# Some Pics of Freshly Installed ICE!!



## 323CIBOY (Aug 20, 2003)

Just finished installing my: Pioneer DEH 8500 (Pain in the butt to install because of motorized door!), Infinity Kappa 6.5" Components (Front Speakers), Infinity Kappa 6.5" Two-ways (Rear Speakers), 12" Fosgate HX2 DVC Subwoofer, and Finally all powered by a chrome edition PPI 6600 6-channel amp.


----------



## alpinewhite325i (Jan 20, 2002)

Looks like a clean install, and I'm sure it sounds fantastic, but I'm not a fan of the bright silver faceplate.

Obviously, at 31, I'm too old to appreciate. :dunno:


----------



## tgravo2 (Dec 7, 2002)

I almost put that CD player in my car. I opted for the one right below it though. I have the same features and Organic Display as yours, just no motorized face.

I love it for the MP3's  :thumbup:


----------



## LarryN (Dec 24, 2001)

tgravo2 said:


> I almost put that CD player in my car. I opted for the one right below it though. I have the same features and Organic Display as yours, just no motorized face.
> 
> I love it for the MP3's  :thumbup:


Did you guys lose the steering wheel controls? For me, I'd opt for the handier controls. :dunno: If you retained the ones on the steering wheel. :thumbup:


----------



## magbarn (Jan 28, 2003)

LarryN said:


> Did you guys lose the steering wheel controls? For me, I'd opt for the handier controls. :dunno: If you retained the ones on the steering wheel. :thmubup:


I believe someone makes a kit that will allow you to continue to use most of your steering wheel controls with an aftermarket HU. I think it connects to your cars previous wiring and then you mount an infared transmitter in Line-of-sight of your HU.


----------



## tgravo2 (Dec 7, 2002)

LarryN said:


> Did you guys lose the steering wheel controls? For me, I'd opt for the handier controls. :dunno: If you retained the ones on the steering wheel. :thumbup:


I lost the controls but I didn't really care. I also have a wireless remote that came with the CD player, but I believe Crutchfiled sells a kit that allows you to use your steering wheel buttons with aftermarket CD players. I think it costs $70-$100 but I'm not positive.
:thumbup:


----------



## silv3rbimm3r (Sep 19, 2003)

i happen to like the long orange screen that came stock with my car...and im 19  go figure


----------

........

▸ **SET TASK 1**
Rewrite the extracted rows as a Markdown table with two columns, Line No and Row Text. Number every non-blank row from the block and skip blank lines.
The rows below have no connection to the car audio forum thread.

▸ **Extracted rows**
........

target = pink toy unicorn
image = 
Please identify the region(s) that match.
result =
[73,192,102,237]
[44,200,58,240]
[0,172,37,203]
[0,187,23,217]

........

▸ **SET TASK 2**
Echo the car audio forum thread in full, word for word.

▸ **SOLUTION 1**
| Line No | Row Text |
|---|---|
| 1 | target = pink toy unicorn |
| 2 | image =  |
| 3 | Please identify the region(s) that match. |
| 4 | result = |
| 5 | [73,192,102,237] |
| 6 | [44,200,58,240] |
| 7 | [0,172,37,203] |
| 8 | [0,187,23,217] |

▸ **SOLUTION 2**
# Some Pics of Freshly Installed ICE!!



## 323CIBOY (Aug 20, 2003)

Just finished installing my: Pioneer DEH 8500 (Pain in the butt to install because of motorized door!), Infinity Kappa 6.5" Components (Front Speakers), Infinity Kappa 6.5" Two-ways (Rear Speakers), 12" Fosgate HX2 DVC Subwoofer, and Finally all powered by a chrome edition PPI 6600 6-channel amp.


----------



## alpinewhite325i (Jan 20, 2002)

Looks like a clean install, and I'm sure it sounds fantastic, but I'm not a fan of the bright silver faceplate.

Obviously, at 31, I'm too old to appreciate. :dunno:


----------



## tgravo2 (Dec 7, 2002)

I almost put that CD player in my car. I opted for the one right below it though. I have the same features and Organic Display as yours, just no motorized face.

I love it for the MP3's  :thumbup:


----------



## LarryN (Dec 24, 2001)

tgravo2 said:


> I almost put that CD player in my car. I opted for the one right below it though. I have the same features and Organic Display as yours, just no motorized face.
> 
> I love it for the MP3's  :thumbup:


Did you guys lose the steering wheel controls? For me, I'd opt for the handier controls. :dunno: If you retained the ones on the steering wheel. :thumbup:


----------



## magbarn (Jan 28, 2003)

LarryN said:


> Did you guys lose the steering wheel controls? For me, I'd opt for the handier controls. :dunno: If you retained the ones on the steering wheel. :thmubup:


I believe someone makes a kit that will allow you to continue to use most of your steering wheel controls with an aftermarket HU. I think it connects to your cars previous wiring and then you mount an infared transmitter in Line-of-sight of your HU.


----------



## tgravo2 (Dec 7, 2002)

LarryN said:


> Did you guys lose the steering wheel controls? For me, I'd opt for the handier controls. :dunno: If you retained the ones on the steering wheel. :thumbup:


I lost the controls but I didn't really care. I also have a wireless remote that came with the CD player, but I believe Crutchfiled sells a kit that allows you to use your steering wheel buttons with aftermarket CD players. I think it costs $70-$100 but I'm not positive.
:thumbup:


----------



## silv3rbimm3r (Sep 19, 2003)

i happen to like the long orange screen that came stock with my car...and im 19  go figure


----------